* DATA ENTRIES:
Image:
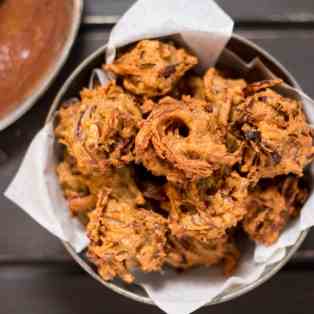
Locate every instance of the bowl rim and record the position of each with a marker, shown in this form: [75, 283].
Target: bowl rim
[146, 299]
[46, 80]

* YOUR TASK:
Please rewrite the material above with "bowl rim" swapped for "cup rim" everywhere it occurs, keeping everything else the same and leaving out the pictures.

* TASK RESULT:
Image:
Locate every instance of the cup rim and record the position of each with a marker, shown in this form: [75, 283].
Target: cup rim
[146, 299]
[46, 80]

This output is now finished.